▸ **GIVEN TASK**
Please render every row below as a Markdown table with the columns No. and Content, numbering the rows and skipping any blank ones. Leave the pictures out of the table.
· · · · · · ·
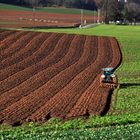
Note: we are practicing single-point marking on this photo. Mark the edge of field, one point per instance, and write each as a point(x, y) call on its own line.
point(126, 107)
point(60, 10)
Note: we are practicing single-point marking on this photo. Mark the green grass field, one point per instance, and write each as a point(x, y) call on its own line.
point(59, 10)
point(126, 102)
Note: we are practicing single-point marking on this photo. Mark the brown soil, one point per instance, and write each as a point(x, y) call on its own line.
point(44, 75)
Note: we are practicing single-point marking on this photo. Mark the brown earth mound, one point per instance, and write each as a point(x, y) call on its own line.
point(44, 75)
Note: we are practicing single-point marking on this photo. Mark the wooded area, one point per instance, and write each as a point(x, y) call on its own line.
point(112, 10)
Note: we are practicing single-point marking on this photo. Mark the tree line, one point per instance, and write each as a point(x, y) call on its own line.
point(112, 10)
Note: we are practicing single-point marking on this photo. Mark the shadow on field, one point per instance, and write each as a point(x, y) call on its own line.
point(126, 85)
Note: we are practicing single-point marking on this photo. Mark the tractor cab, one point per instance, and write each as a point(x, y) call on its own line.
point(108, 79)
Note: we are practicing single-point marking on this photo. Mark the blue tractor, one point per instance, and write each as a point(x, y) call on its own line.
point(108, 79)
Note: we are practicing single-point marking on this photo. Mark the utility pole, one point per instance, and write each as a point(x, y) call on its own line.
point(82, 17)
point(106, 12)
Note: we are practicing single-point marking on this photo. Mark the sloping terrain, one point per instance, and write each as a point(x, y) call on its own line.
point(19, 19)
point(44, 75)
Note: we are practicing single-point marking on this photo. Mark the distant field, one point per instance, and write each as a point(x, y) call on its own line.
point(46, 9)
point(20, 17)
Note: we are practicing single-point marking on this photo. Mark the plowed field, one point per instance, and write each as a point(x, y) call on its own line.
point(44, 75)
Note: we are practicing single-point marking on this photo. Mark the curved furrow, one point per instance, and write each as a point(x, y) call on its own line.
point(61, 97)
point(36, 60)
point(93, 93)
point(37, 80)
point(4, 44)
point(5, 35)
point(17, 45)
point(52, 58)
point(50, 88)
point(78, 109)
point(31, 47)
point(67, 98)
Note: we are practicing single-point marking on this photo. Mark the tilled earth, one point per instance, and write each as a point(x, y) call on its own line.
point(45, 75)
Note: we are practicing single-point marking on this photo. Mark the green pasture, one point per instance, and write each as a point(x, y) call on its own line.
point(123, 122)
point(59, 10)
· · · · · · ·
▸ **EXERCISE OUTPUT**
| No. | Content |
|---|---|
| 1 | Note: we are practicing single-point marking on this photo. Mark the edge of field, one point per instance, and write each as a point(x, y) call on its own line. |
| 2 | point(126, 107) |
| 3 | point(60, 10) |
| 4 | Note: we are practicing single-point marking on this photo. Mark the green grass field, one point per instance, and write each as a point(x, y) call on its own line. |
| 5 | point(59, 10) |
| 6 | point(126, 102) |
| 7 | Note: we are practicing single-point marking on this photo. Mark the brown soil, one point per instance, and write each as a point(x, y) call on its own line. |
| 8 | point(44, 75) |
| 9 | Note: we are practicing single-point marking on this photo. Mark the brown earth mound, one point per instance, and write each as a point(x, y) call on its own line. |
| 10 | point(44, 75) |
| 11 | Note: we are practicing single-point marking on this photo. Mark the wooded area, one point per instance, and write each as a point(x, y) call on its own line. |
| 12 | point(112, 10) |
| 13 | Note: we are practicing single-point marking on this photo. Mark the tree line, one point per instance, and write each as a point(x, y) call on its own line. |
| 14 | point(112, 10) |
| 15 | Note: we are practicing single-point marking on this photo. Mark the shadow on field, one point per instance, and write each as a point(x, y) call on its own line. |
| 16 | point(126, 85) |
| 17 | Note: we are practicing single-point marking on this photo. Mark the tractor cab, one point per instance, and write each as a point(x, y) call on its own line. |
| 18 | point(108, 79) |
| 19 | Note: we are practicing single-point marking on this photo. Mark the blue tractor, one point per instance, and write each as a point(x, y) call on its own line. |
| 20 | point(108, 79) |
| 21 | Note: we are practicing single-point marking on this photo. Mark the utility pole, one point per instance, and write each as a point(x, y) call on its own line. |
| 22 | point(82, 17) |
| 23 | point(106, 12) |
| 24 | Note: we are practicing single-point marking on this photo. Mark the sloping terrain, one point per instance, and write each as a point(x, y) call on its own line. |
| 25 | point(19, 19) |
| 26 | point(44, 75) |
| 27 | Note: we are practicing single-point marking on this photo. Mark the distant field, one point per instance, and write each as a point(x, y) call on its own line. |
| 28 | point(46, 9) |
| 29 | point(20, 17) |
| 30 | Note: we are practicing single-point marking on this photo. Mark the plowed field, one point per instance, and write each as a point(x, y) call on its own line. |
| 31 | point(44, 75) |
| 32 | Note: we are practicing single-point marking on this photo. Mark the curved furrow, one point per instance, and write each as a point(x, y) call on its own line. |
| 33 | point(61, 97) |
| 34 | point(36, 60) |
| 35 | point(93, 93) |
| 36 | point(37, 80) |
| 37 | point(4, 44) |
| 38 | point(5, 35) |
| 39 | point(17, 45) |
| 40 | point(52, 58) |
| 41 | point(50, 88) |
| 42 | point(78, 109) |
| 43 | point(31, 47) |
| 44 | point(67, 98) |
| 45 | Note: we are practicing single-point marking on this photo. Mark the tilled earth, one point per instance, and write each as a point(x, y) call on its own line. |
| 46 | point(45, 75) |
| 47 | Note: we are practicing single-point marking on this photo. Mark the green pasture, one point per instance, and write each as a point(x, y) call on its own line. |
| 48 | point(123, 122) |
| 49 | point(59, 10) |